● The request
Give the listing below again in full, exactly as written.

## begin Data excerpts

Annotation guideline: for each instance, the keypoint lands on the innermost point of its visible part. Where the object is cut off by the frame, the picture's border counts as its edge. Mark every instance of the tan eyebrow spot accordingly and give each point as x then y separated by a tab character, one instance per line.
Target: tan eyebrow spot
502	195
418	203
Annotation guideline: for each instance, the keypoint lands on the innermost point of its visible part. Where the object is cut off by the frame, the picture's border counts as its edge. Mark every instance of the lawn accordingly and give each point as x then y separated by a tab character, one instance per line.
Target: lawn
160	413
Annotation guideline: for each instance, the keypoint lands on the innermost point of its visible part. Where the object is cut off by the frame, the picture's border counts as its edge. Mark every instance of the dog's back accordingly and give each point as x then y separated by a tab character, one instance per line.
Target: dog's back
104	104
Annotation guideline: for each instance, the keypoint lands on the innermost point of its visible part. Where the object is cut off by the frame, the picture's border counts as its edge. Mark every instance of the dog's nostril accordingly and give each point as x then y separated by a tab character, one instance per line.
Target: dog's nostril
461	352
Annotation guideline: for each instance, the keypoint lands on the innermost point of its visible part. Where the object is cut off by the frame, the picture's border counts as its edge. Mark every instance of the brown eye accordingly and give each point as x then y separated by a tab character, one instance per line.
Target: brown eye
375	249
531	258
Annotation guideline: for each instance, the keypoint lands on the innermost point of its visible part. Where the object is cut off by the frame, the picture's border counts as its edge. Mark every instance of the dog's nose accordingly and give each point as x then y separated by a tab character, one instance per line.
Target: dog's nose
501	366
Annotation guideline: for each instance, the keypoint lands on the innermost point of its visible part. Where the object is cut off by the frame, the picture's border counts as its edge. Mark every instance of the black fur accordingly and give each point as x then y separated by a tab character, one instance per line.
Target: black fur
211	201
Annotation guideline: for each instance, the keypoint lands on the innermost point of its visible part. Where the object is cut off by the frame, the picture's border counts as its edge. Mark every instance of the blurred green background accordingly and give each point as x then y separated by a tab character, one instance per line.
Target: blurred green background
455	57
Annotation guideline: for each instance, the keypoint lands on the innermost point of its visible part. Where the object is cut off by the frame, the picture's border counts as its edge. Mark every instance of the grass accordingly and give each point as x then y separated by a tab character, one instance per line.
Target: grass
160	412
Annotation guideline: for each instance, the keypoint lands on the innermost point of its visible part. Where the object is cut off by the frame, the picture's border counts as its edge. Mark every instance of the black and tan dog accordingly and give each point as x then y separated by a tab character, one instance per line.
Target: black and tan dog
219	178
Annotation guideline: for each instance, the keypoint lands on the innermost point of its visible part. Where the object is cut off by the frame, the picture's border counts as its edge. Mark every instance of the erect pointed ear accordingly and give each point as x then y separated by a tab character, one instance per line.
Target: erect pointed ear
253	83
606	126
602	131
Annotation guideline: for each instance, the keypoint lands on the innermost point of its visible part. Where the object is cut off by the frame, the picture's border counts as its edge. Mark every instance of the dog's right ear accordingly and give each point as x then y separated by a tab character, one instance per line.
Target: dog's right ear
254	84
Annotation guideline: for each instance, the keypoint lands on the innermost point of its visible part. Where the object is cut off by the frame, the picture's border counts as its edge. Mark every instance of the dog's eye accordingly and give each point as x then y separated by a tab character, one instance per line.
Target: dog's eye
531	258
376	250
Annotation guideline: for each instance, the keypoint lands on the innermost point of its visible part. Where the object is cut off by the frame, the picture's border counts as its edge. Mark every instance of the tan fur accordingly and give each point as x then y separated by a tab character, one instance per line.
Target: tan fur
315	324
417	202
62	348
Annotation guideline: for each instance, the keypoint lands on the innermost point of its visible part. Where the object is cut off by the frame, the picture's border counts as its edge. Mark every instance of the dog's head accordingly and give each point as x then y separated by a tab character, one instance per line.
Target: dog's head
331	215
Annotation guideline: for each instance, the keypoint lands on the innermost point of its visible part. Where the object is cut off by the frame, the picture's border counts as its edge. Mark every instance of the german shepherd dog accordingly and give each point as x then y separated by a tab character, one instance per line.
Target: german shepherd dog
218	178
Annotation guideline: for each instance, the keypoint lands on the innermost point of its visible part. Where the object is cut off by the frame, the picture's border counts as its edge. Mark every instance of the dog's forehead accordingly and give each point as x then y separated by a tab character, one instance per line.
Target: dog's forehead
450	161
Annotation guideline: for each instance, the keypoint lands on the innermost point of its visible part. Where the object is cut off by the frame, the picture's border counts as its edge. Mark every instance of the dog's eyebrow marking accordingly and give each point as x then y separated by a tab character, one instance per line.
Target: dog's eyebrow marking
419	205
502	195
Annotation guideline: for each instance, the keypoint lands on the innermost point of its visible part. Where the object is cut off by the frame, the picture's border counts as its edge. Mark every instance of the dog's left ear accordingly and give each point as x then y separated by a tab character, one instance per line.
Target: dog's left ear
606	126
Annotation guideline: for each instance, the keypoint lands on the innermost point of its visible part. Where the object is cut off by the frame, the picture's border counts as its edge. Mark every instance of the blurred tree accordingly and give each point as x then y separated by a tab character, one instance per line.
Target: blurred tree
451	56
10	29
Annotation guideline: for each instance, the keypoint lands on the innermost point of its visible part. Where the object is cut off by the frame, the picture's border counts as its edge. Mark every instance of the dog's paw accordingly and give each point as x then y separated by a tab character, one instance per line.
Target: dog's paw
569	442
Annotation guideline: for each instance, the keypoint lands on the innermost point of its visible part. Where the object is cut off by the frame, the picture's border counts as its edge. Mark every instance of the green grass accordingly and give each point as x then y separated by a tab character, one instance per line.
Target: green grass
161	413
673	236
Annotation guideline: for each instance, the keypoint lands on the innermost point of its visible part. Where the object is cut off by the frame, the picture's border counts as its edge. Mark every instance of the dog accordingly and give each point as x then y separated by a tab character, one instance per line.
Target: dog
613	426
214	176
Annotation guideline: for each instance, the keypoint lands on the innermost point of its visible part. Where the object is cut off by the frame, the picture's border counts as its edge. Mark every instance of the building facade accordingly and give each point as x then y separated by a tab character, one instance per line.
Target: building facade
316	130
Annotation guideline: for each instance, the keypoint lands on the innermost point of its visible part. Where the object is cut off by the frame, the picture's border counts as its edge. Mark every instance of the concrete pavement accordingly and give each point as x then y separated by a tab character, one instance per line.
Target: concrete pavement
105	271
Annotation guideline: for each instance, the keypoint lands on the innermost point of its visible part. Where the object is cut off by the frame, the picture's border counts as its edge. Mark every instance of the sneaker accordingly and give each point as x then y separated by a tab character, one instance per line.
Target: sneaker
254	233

## end Data excerpts

● Correct output
Annotation guideline: for each instance, the keypoint lands on the innermost point of its visible part. Where the object is cut off by the frame, the picture's border counts as its edge. Mark every instance of the tan eyebrow spot accordingly and give each point as x then y separated by a tab character, one instance per line.
Target: tan eyebrow spot
502	195
418	203
Annotation guideline: for each instance, the keypoint lands on the innermost point of its visible part. Where the object is cut off by the frame, the picture's border counts as its edge. Mark every instance of the lawn accordingly and give each point as x then y separated by a tab character, one instance per line.
Target: lawn
160	413
Annotation guideline: for each instance, the keypoint lands on the innermost point of its visible part. Where the object is cut off by the frame, the picture's border counts as its edge. Mark every instance of the dog's back accordingly and give each point as x then y separated by a tab character, one instance per line.
Target: dog's back
104	104
Annotation guideline: for each instance, the keypoint lands on the innermost point of its visible part. Where the object is cut off by the frame, the picture's border counts as its edge. Mark every instance of the dog's nostril accordingly and give each point as x then y separated by a tab character, one instance per line.
Target: dog's nostril
461	352
Annotation guideline: for each instance, the keypoint lands on the innermost point of its visible part. Where the object is cut off by the frame, the picture's border counts as its edge. Mark every instance of the brown eye accordingly and give each point as x then y separated by a tab character, one instance per line.
Target: brown eye
375	249
531	258
Annotation guideline: for each instance, the keypoint lands on the innermost point of its visible part. Where the object is cut off by the frame, the picture's border counts as its edge. Mark every instance of the dog's nose accordingly and give each point as x then y separated by a tab character, one instance per line.
Target: dog's nose
501	366
Annotation guideline: for each instance, the keypoint lands on the innermost point of its visible part. Where the object is cut off by the frame, the picture's border counts as its edge. Mark every instance of the black fur accordingly and give each point as x then y separated by a tab character, one instance per line.
Target: black fur
211	201
Annotation guideline: for each instance, the keypoint lands on the innermost point of its visible part. Where the object is cut off by the frame, the picture's border counts as its edge. Mark every instance of the blurred green background accordingly and give each point as x then y separated by a tab character, one instance per line.
Target: blurred green background
455	57
Annotation guideline: for each instance, the keypoint lands on the innermost point of its visible part. Where the object is cut off by the frame, the picture's border counts as its edge. Mark every instance of the grass accordingly and give each point as x then y separated by a tab character, one instance per line.
Target: grass
160	412
Annotation guideline: for each instance, the keypoint lands on the innermost point of its visible part. Where the object is cut off by the frame, the picture's border counts as its edge. Mark every instance of the black and tan dog accordingly and give each point as x then y separated by a tab character, one instance per line.
Target: black and tan dog
219	178
Annotation guideline: for each instance, the keypoint lands on the innermost point of its visible part. Where the object is cut off by the frame, the picture's border counts as its edge. Mark every instance of the erect pointed ear accordingly and give each point as x then y separated by a tab character, one instance per line.
Target: erect pointed ear
253	83
606	126
602	131
Annotation guideline: for each instance, the keypoint lands on the innermost point of its visible part. Where the object is cut off by the frame, the picture's border counts as its edge. Mark every instance of the dog's right ear accordingly and give each point as x then y separated by a tab character, one instance per line.
Target: dog's right ear
254	84
Annotation guideline: for each instance, the keypoint lands on the innermost point of its visible part. Where the object is cut off by the frame, the picture's border counts as its edge. Mark every instance of the dog's eye accordingly and give each point as x then y separated by a tab character, one instance per line.
Target: dog's eye
531	258
376	250
Annotation guideline: for each instance, the keypoint lands on the innermost point of its visible part. Where the object is cut off by the frame, the picture's border counts as its edge. Mark every instance of the tan fur accordingly and give each point as x then y separated by a tab character, one instance per line.
Target: tan fur
315	324
417	202
62	348
Annotation guideline: for each instance, the keypoint lands on the innermost point of its visible part. Where the object is cut off by the frame, the picture's border counts as its edge. Mark every instance of the dog's head accordingly and give each point as x then y separated by a tab character, one instance per line.
Target: dog's head
331	215
Annotation guideline: for each instance, the keypoint lands on the innermost point of its visible part. Where the object is cut off by the frame, the picture's border counts as its edge. Mark every instance of the german shepherd dog accordingly and give each point as x then y separated by a tab character, one instance per line.
Target: german shepherd dog
218	178
Annotation guideline: for each instance, the keypoint lands on the innermost point of its visible part. Where the object is cut off by the frame, the picture's border counts as its edge. Mark every instance of the dog's forehead accordingly and give each point as x then y separated by a tab character, one instance per line.
Target: dog's forehead
450	161
Annotation guideline: for each instance, the keypoint lands on the innermost point of its visible part. Where the object is cut off by the frame, the picture's border counts as its edge. Mark every instance of the dog's eyebrow marking accordingly and give each point as x then y separated by a tab character, one instance per line.
Target: dog's eyebrow marking
419	205
502	195
Annotation guideline: for each instance, the keypoint lands on the innermost point of its visible part. Where the object is cut off by the frame, the picture's border counts as its edge. Mark every instance of the dog's left ear accordingly and give each point as x then y separated by a tab character, one instance per line.
Target: dog's left ear
606	126
Annotation guideline: for each instance, the keypoint lands on the innermost point of its visible part. Where the object is cut off by the frame, the picture's border counts as its edge. Mark every instance of the blurred tree accordingly and give each point as x then y separated by a tab character, one instance per line.
Target: blurred tree
451	56
10	29
Annotation guideline: for each instance, the keypoint lands on the innermost point of its visible part. Where the object is cut off by the frame, the picture's border counts as its edge. Mark every instance of the dog's paw accordingly and give each point as x then y separated by a tab character, one instance per line.
Target: dog's paw
569	442
Annotation guideline: for each instance, the keypoint lands on the innermost point of its visible part. Where the object is cut off by the frame, the picture's border counts as its edge. Mark every instance of the green grass accordingly and give each point as x then y separated by a tab character, one instance per line.
Target: green grass
161	413
673	236
Annotation guideline: for each instance, the keypoint lands on the innermost point of its visible part. Where the object is cut off by the frame, the picture's border counts as its edge. Mark every instance of the dog accordingly and give each point as x then y separated by a tab character, one instance per line.
Target: dog
613	426
214	176
Annotation guideline: for each instance, the keypoint lands on the innermost point of its visible part. Where the object is cut off by the frame, the picture's border counts as its edge. Mark every instance of the building facade accordingly and give each point as x then y separated by a tab character, one instance per line.
Target: building facade
316	130
Annotation guideline: for each instance, the keypoint lands on the innermost point of its visible part. Where the object is cut off by the frame, the picture's border counts as its edge. Mark every instance of the concrete pavement accordingly and give each point as x then y separated by a tab character, one instance per line.
Target: concrete pavement
105	271
Annotation guideline: for each instance, the keypoint lands on the innermost point of its visible part. Where the object is cut off by the frame, the picture's border counts as its edge. Mark every instance of the sneaker accordingly and give each point as x then y separated by a tab character, one instance per line.
Target: sneaker
254	233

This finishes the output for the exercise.